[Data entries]

◆ ◆ ◆ ◆

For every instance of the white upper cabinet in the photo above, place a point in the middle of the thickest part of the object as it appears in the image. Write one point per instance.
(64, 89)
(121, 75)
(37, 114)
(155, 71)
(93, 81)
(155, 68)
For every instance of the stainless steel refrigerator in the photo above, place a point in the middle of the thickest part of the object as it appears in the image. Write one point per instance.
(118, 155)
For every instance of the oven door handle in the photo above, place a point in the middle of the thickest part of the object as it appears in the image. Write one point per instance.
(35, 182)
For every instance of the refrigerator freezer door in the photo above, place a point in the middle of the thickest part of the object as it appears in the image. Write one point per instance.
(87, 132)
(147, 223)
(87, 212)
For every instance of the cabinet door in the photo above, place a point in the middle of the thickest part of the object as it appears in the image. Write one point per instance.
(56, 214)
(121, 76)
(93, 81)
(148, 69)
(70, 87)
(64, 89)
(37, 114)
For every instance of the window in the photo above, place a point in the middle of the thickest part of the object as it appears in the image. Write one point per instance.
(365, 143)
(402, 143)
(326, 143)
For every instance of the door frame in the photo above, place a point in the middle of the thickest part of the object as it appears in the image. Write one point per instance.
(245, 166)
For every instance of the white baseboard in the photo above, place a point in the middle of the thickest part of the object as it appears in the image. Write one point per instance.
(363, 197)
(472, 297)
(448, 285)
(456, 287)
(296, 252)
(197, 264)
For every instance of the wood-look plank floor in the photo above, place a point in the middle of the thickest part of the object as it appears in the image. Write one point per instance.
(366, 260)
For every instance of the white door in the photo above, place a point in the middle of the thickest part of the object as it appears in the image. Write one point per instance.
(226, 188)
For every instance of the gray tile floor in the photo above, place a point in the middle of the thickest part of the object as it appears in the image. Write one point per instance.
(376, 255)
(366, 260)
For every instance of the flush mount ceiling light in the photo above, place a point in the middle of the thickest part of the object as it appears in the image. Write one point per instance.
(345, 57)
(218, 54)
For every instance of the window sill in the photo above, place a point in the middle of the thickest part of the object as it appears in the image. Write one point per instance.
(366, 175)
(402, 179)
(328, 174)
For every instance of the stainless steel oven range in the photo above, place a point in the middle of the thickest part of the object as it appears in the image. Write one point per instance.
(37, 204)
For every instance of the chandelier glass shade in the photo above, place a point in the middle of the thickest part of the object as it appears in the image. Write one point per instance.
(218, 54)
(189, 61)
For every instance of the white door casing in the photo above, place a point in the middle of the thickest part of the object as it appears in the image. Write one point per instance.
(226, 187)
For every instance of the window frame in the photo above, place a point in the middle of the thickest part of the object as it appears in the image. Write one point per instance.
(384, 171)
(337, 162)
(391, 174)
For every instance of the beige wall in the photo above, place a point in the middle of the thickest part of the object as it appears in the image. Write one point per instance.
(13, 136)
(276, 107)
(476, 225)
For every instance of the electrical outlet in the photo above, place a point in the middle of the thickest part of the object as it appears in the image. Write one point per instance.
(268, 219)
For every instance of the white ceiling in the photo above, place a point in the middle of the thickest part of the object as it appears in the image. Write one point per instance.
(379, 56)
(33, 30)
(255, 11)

◆ ◆ ◆ ◆

**WHAT THE TASK REQUIRES**
Retype the entries shown above. Keep every word exactly as it is.

**EXERCISE RESULT**
For every instance of the white upper cabinet in the photo above, place a point in the middle of the thickest part of the object as it appears in the image. Write one point per instance.
(64, 89)
(121, 75)
(37, 114)
(155, 71)
(93, 81)
(155, 68)
For every instance of the stainless steel refrigerator in the photo above, place a point in the middle of the thickest part of the object as it appears in the image. Write one point per instance.
(118, 155)
For every instance of the oven door handle in the photo above, place a point in the middle of the thickest part of the object as it appears in the image. Write one point per instance.
(35, 182)
For every instance of the refrigerator freezer door in the photo above, place a point in the middle of the thickest part of the object as it appears in the image. Write one point per instance.
(87, 132)
(147, 223)
(87, 212)
For every instance of the cabinet door in the photo above, place a point in the middle of the thickest part of the object as it appears in the image. Write one point per instance.
(56, 214)
(121, 76)
(93, 81)
(148, 69)
(70, 87)
(64, 89)
(37, 114)
For every instance of the window in the photo above, place a point in the middle of the thickest part of the object as it appears in the image. Write one point per instance.
(365, 143)
(402, 143)
(326, 143)
For every instance of the door frame in the photo above, place a point in the middle of the thickest part of the object as it appears in the image. Write one point per instance.
(245, 166)
For every instance of the white baseboard in the photo above, place a point in the middle of the thickest part of the object as it appears in the image. Write one point per instance.
(363, 197)
(472, 297)
(448, 285)
(456, 287)
(296, 252)
(197, 264)
For every instance of the wood-look plank floor in the photo above, place a point in the middle of the thickest part of the object as it appears in the image. Write one point per instance.
(366, 260)
For every instance of the white door in the photo above, place a point in the middle of the thickest part of the object as it appears in the image. Write one point per instance.
(226, 188)
For every instance of the gray tile floor in the photo above, place a point in the middle of the thickest part of the object as it appears in the image. Write one point per instance.
(376, 255)
(366, 260)
For every instance of the flush mount ceiling light in the photo above, place a point in the middle of the thickest part of the object as it appears in the image. Write one point per instance.
(345, 57)
(218, 54)
For every instance of the window sill in the photo above, place a point in the middle of the thickest part of the object as it appears in the image. Write one point per instance.
(366, 175)
(402, 179)
(328, 174)
For every instance of the stainless steel oven range in the photo above, place a point in the middle of the thickest part of the object as it appears in the image. Write one point per instance.
(37, 204)
For every instance of the chandelier glass shade in the photo above, place a point in the middle of the thickest part of the object as it appears in the image. Write one point per instance.
(218, 54)
(189, 61)
For every instance of the white door casing in the photo above, place a point in the middle of the thickest part of the object as it appears in the image. Write one point per instance.
(226, 187)
For every instance of the window frame in the photo above, place a point in the middle of the thickest part of the object as it appears in the image. Write one point per instance.
(384, 171)
(337, 162)
(391, 174)
For every instance of the beige wall in the photo above, place a point in the middle of the thickest part of the object as it appears in the image. Write one point per instance.
(13, 136)
(276, 107)
(476, 225)
For every instance of the electrical outlet in the photo above, place a point in the middle of the thickest part of the object as it appears in the image. Write one point per instance.
(268, 219)
For every instance of the white ceiling in the photo above, place a point in the middle of the thickest part of the object as it appears in the image. Write one point per instance.
(379, 56)
(33, 30)
(255, 11)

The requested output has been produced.